▸ Direction:
In the data below, how many lines contain the string "exists"? Case must match. Give only the number.

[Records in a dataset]
-- Begin --
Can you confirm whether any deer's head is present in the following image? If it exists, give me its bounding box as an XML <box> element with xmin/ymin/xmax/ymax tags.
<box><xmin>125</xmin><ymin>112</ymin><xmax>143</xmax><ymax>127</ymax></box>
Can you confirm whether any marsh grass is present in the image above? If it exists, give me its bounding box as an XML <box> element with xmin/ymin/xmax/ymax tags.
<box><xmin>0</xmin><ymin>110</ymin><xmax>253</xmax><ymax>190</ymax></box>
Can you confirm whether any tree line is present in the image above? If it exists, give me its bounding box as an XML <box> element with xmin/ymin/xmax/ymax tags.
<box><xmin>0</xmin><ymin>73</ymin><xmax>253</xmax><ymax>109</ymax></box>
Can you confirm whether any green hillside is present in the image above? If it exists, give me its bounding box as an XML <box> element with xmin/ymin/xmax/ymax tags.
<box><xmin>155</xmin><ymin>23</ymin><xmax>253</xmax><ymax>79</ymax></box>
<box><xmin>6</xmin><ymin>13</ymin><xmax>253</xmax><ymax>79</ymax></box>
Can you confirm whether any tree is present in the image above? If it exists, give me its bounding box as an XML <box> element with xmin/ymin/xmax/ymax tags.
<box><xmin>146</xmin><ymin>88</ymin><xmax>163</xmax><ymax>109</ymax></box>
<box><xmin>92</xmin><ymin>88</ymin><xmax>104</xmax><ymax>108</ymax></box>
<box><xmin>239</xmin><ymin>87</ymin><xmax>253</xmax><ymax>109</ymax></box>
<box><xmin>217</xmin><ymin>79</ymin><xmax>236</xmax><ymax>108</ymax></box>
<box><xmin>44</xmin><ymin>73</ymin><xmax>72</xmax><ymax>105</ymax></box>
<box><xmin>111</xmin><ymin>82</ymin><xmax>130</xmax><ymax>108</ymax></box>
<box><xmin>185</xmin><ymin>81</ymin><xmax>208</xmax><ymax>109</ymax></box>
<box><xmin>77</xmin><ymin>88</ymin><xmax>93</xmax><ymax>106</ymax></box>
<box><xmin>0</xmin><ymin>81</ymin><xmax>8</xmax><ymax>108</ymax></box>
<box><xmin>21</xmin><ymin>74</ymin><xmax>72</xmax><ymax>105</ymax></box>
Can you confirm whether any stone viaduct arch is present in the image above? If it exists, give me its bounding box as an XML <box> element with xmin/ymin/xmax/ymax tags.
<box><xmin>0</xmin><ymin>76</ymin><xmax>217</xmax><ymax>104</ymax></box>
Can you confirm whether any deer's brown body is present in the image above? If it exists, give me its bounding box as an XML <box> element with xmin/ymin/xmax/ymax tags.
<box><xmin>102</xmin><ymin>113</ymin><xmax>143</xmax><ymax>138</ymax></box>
-- End --
▸ Exercise output:
7